_Instruction A_:
Rewrite the listing from the line with "Target: medicine ball" up to and including the line with "494 95 L 485" as a two-column CSV with the columns request and answer. Each row should hold one request and its answer, with each field quoted and line breaks replaced by spaces.

_Selected extract_:
>> Begin
A wonderfully good Western
We have of course reviewed the 1959 Budd Boetticher/Randolph Scott Western Ride Lonesome on this blog, along with the other so-called Ranown pictures, as any self-respecting Western blog would (and Jeff Arnold’s West is at least self-respecting, if not respected) but thanks to JAW reader Boppa’s recommendation, I have just read Kirk Ellis’s 2023 book on the movie, and I thought I’d say a little more on the picture today.
And by the way, I do recommend the book.
Mr Ellis (and he is not alone) regards this Western as the best in the series. “Marked by echoes of character, theme, and even dialogue from film to film, the Ranown series reached its apotheosis in Ride Lonesome, one of the starkest, leanest, and most unrelenting films in any genre of the period.” Yup – although I find every time I watch The Tall T or Comanche Station, I think that one is the best.
Shot in thirteen days for under half a million dollars, and often referred to as a B-Western, Ride Lonesome was nevertheless one of the best examples of the genre of that glorious decade the 1950s.
>> End
_Instruction B_:
According to the blog post, in how many days was Ride Lonesome shot?

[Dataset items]
>> Begin
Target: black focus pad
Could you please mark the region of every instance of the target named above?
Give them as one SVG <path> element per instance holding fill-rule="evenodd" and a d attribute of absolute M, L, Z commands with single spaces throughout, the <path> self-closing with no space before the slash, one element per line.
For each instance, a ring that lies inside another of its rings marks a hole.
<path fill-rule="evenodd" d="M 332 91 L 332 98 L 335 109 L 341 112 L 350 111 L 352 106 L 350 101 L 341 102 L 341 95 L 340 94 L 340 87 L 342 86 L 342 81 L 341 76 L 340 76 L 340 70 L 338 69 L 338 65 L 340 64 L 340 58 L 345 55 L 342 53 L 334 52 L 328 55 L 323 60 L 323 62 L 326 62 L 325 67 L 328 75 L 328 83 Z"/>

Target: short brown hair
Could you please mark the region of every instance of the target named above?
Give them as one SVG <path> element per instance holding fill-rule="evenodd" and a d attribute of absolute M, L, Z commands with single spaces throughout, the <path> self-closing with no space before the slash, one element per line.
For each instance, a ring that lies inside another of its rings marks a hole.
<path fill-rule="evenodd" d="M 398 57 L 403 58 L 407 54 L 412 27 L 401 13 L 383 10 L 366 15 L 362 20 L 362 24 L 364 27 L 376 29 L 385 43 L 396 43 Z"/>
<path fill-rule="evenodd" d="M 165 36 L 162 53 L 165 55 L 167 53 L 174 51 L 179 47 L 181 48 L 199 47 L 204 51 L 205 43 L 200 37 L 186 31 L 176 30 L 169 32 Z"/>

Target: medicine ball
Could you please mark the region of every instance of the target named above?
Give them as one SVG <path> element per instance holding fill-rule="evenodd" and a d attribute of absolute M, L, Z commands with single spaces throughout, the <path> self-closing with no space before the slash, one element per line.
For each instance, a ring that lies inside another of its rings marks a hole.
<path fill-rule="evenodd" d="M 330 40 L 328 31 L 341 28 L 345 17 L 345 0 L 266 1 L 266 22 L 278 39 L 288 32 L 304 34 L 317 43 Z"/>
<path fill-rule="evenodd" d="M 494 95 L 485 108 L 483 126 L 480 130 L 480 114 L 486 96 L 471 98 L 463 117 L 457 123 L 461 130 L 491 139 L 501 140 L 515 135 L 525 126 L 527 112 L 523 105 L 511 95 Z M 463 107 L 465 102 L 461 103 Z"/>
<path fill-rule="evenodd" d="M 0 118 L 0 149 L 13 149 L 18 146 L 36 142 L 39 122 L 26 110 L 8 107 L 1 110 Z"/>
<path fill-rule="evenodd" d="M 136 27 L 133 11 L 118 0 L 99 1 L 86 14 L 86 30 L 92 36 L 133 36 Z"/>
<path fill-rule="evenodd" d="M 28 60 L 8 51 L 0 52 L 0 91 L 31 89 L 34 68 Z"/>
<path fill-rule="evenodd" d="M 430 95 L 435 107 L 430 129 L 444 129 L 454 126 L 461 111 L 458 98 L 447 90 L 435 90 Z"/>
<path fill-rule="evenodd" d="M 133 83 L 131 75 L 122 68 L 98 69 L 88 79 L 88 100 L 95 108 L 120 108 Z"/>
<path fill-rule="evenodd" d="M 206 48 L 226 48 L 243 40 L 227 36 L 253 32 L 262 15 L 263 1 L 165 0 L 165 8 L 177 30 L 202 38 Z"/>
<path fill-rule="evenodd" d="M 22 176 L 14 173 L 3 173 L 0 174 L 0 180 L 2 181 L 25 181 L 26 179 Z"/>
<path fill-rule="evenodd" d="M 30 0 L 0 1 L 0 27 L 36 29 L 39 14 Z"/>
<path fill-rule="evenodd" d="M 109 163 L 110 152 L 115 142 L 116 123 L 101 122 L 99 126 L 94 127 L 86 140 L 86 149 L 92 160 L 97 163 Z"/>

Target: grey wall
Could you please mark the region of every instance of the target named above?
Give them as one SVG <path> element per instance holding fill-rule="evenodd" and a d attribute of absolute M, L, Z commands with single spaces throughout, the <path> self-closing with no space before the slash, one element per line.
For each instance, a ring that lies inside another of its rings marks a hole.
>> End
_Exercise response A_:
request,answer
"Target: medicine ball Could you please mark the region of every instance of the target named above? Give them as one SVG <path> element per instance holding fill-rule=""evenodd"" and a d attribute of absolute M, L, Z commands with single spaces throughout, the <path> self-closing with no space before the slash, one element per line. For each instance, a ring that lies inside another of its rings marks a hole.","<path fill-rule=""evenodd"" d=""M 330 40 L 328 31 L 341 28 L 345 17 L 345 0 L 266 1 L 266 22 L 278 39 L 288 32 L 304 34 L 317 43 Z""/> <path fill-rule=""evenodd"" d=""M 494 95 L 485 108 L 483 126 L 480 130 L 480 114 L 486 96 L 471 98 L 463 117 L 457 123 L 461 130 L 491 139 L 501 140 L 515 135 L 525 126 L 527 112 L 523 105 L 511 95 Z M 463 107 L 465 102 L 461 103 Z""/>"

_Exercise response B_:
It was shot in thirteen days.